■ TEXTO DO EXERCÍCIO
========

O caso transformou-se em escândalo — e tema, também, de debate político —, mas, no final, apenas oito foram condenados. Porquê? As vítimas e testemunhas não conseguiram identificar e distinguir com precisão os polícias que foram absolvidos totalmente ou de apenas alguns crimes. Por exemplo, uma das vítimas explicou que se recordava de ver uma placa com o nome: “A. Silva”. Mas essa placa podia corresponder ao arguido André Silva ou Arlindo Silva — que, embora tenham sido condenados por parte dos factos pelos quais respondiam, foram absolvidos por alguns crimes específicos.

Assim, apenas um dos polícias, Joel Machado, terá de cumprir prisão efetiva, de 1 ano e seis meses, uma vez que este arguido já tinha sido condenado no passado. Os restantes foram condenados a penas suspensas, em cúmulo jurídico, entre dois meses e cinco anos de prisão, pelos crimes de sequestro, de ofensa à integridade física qualificada, de falsificação de documento, de injúria e de denúncia caluniosa.

A absolvição de 9 dos agentes da PSP foi motivo de festejos com colegas já depois da leitura da sentença

Paulo Spranger / Global Imagens

Ainda assim, a sentença conhecida esta segunda-feira é tida como histórica. A juíza presidente do coletivo, Ester Pacheco, citou mesmo o Código Deontológico do Serviço Policial para alertar que se espera dos polícia que “respeitem e protejam a dignidade humana, o direito à vida, à liberdade, à segurança e demais direitos fundamentais”.

A magistrada sublinhou ainda uma agravante: “Nenhum dos ofendidos [as vítimas] havia praticado qualquer crime” e, mesmo que tivessem cometido, “nada justificava a atuação dos arguidos”. Mais: o tribunal acredita que os polícias se excederam no exercício das suas funções profissionais e que o caso Cova da Moura “consubstancia, inequivocamente, um grave abuso de autoridade“.

O tribunal condenou ainda os arguidos a pagar uma indemnização de mais de 72 mil euros às vítimas. Os seis jovens agredidos, que se constituíram assistentes no processo, pediam uma indemnização muito superior: um total de 327 mil euros, a título de danos patrimoniais e não patrimoniais, incluindo despesas relativas a tratamentos e deslocações.

========

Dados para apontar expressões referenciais
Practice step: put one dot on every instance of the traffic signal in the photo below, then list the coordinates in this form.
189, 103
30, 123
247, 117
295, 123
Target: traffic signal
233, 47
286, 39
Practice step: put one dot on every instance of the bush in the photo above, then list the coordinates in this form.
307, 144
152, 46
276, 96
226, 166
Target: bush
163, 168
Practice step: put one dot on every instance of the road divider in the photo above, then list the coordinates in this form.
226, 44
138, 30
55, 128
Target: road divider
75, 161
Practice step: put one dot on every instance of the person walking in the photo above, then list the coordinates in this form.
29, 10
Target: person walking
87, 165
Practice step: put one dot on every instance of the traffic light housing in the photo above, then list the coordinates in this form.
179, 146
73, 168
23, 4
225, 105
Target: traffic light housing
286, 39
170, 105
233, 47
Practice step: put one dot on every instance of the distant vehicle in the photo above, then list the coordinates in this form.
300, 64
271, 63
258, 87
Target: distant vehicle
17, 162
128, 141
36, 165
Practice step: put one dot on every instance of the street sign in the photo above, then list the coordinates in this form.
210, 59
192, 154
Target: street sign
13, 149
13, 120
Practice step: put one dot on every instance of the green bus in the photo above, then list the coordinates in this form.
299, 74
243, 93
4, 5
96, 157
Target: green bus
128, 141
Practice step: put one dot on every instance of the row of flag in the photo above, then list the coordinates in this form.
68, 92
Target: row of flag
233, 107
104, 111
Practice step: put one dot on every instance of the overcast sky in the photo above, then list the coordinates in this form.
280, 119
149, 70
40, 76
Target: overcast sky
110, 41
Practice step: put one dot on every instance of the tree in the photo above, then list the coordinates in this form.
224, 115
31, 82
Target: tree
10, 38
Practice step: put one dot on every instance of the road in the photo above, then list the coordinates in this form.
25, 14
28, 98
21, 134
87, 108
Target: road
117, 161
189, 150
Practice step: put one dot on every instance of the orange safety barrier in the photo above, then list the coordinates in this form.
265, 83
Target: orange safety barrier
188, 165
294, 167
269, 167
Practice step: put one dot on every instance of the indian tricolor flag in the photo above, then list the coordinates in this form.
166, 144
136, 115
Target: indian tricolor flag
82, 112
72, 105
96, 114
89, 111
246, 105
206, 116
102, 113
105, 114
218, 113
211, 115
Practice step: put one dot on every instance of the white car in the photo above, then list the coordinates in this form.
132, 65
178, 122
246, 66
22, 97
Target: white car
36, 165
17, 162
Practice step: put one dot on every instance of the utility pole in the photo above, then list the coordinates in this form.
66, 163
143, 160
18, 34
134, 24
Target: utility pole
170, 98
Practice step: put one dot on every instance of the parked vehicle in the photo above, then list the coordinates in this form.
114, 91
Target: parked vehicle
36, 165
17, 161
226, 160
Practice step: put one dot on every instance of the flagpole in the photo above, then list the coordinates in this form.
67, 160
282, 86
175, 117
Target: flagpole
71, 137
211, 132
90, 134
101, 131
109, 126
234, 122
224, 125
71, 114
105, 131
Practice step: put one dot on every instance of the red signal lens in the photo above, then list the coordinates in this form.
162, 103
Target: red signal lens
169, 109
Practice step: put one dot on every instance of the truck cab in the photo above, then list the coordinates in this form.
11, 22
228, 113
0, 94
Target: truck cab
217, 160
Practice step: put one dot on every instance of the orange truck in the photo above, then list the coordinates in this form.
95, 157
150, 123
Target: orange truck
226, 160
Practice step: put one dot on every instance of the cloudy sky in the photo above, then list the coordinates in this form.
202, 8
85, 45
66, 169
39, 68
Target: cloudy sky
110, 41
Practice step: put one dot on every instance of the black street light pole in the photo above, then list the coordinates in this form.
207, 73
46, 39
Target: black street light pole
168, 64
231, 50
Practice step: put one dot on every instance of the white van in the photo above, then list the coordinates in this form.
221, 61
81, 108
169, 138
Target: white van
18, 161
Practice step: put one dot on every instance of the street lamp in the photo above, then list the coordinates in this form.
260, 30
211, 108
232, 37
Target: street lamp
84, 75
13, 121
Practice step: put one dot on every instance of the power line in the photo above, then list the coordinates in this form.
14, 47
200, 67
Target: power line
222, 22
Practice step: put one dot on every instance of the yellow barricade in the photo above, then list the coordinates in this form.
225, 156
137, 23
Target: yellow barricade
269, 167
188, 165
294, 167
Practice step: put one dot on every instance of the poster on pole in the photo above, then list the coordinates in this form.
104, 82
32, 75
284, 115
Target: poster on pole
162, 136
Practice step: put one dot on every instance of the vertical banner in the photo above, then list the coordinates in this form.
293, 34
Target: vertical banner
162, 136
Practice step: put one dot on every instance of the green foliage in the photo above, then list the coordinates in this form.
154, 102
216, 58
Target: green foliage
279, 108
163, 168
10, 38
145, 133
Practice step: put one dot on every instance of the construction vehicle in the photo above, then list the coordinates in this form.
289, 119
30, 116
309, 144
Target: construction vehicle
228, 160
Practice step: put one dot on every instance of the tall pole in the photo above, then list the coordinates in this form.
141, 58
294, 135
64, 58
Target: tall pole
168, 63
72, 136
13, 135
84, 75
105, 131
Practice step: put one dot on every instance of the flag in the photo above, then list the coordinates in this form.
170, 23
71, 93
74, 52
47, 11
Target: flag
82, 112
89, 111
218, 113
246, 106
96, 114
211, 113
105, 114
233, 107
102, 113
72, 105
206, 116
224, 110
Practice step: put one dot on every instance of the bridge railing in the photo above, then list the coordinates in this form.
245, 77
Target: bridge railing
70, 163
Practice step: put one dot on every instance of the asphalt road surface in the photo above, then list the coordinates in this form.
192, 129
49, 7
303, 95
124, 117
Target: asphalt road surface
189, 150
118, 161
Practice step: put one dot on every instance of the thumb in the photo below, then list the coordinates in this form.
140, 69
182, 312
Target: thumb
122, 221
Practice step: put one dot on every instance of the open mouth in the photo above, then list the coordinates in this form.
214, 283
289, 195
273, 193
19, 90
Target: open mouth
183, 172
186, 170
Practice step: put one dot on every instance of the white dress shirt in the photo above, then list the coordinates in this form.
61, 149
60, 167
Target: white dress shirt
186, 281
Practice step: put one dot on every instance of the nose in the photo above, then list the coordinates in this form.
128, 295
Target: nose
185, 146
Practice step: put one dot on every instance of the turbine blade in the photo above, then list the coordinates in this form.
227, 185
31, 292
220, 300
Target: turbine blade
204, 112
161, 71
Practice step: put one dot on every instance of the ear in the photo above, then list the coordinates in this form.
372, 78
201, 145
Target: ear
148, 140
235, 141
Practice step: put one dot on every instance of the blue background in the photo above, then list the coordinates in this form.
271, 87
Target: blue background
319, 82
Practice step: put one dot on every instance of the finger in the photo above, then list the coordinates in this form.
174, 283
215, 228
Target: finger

========

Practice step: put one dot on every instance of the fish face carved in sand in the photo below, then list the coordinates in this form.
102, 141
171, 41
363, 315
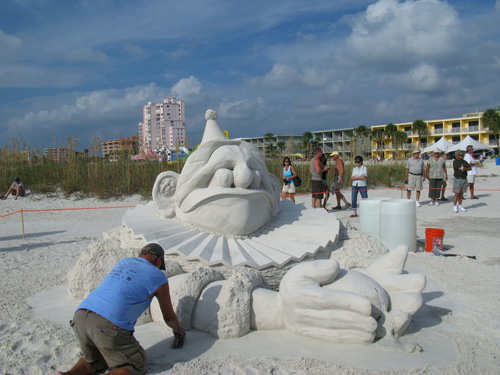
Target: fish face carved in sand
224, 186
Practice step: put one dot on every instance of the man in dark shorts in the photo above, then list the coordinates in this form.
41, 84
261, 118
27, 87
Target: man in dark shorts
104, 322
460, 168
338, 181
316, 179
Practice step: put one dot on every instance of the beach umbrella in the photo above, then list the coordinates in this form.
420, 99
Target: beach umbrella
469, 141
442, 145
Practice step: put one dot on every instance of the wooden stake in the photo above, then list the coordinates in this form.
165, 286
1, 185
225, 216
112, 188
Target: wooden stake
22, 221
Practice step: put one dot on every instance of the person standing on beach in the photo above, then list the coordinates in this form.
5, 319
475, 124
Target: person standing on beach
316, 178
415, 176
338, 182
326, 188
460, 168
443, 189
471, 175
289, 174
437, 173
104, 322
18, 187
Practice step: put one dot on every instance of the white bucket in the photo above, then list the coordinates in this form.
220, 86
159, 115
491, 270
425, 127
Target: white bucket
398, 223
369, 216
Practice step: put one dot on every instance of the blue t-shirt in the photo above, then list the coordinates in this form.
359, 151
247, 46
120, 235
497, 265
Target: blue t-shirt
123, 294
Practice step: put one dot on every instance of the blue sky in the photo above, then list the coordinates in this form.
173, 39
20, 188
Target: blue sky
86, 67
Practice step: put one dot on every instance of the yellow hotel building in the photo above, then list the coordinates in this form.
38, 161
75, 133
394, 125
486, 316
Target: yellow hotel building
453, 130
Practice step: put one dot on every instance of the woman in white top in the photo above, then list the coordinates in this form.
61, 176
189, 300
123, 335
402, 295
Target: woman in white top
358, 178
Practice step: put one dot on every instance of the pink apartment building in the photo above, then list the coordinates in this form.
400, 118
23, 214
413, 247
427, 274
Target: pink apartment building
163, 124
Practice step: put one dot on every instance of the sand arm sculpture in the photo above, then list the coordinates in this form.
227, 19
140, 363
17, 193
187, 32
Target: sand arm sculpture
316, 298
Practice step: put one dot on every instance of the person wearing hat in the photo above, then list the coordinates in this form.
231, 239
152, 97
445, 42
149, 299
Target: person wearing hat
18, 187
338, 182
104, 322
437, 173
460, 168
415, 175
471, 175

========

■ COMO RESOLVER
Transcreva sem alterações o trecho do texto sobre o caso Cova da Moura que vai de "O tribunal condenou" até "tratamentos e deslocações.". As linhas não têm qualquer relação com o texto.

■ RESOLUÇÃO
O tribunal condenou ainda os arguidos a pagar uma indemnização de mais de 72 mil euros às vítimas. Os seis jovens agredidos, que se constituíram assistentes no processo, pediam uma indemnização muito superior: um total de 327 mil euros, a título de danos patrimoniais e não patrimoniais, incluindo despesas relativas a tratamentos e deslocações.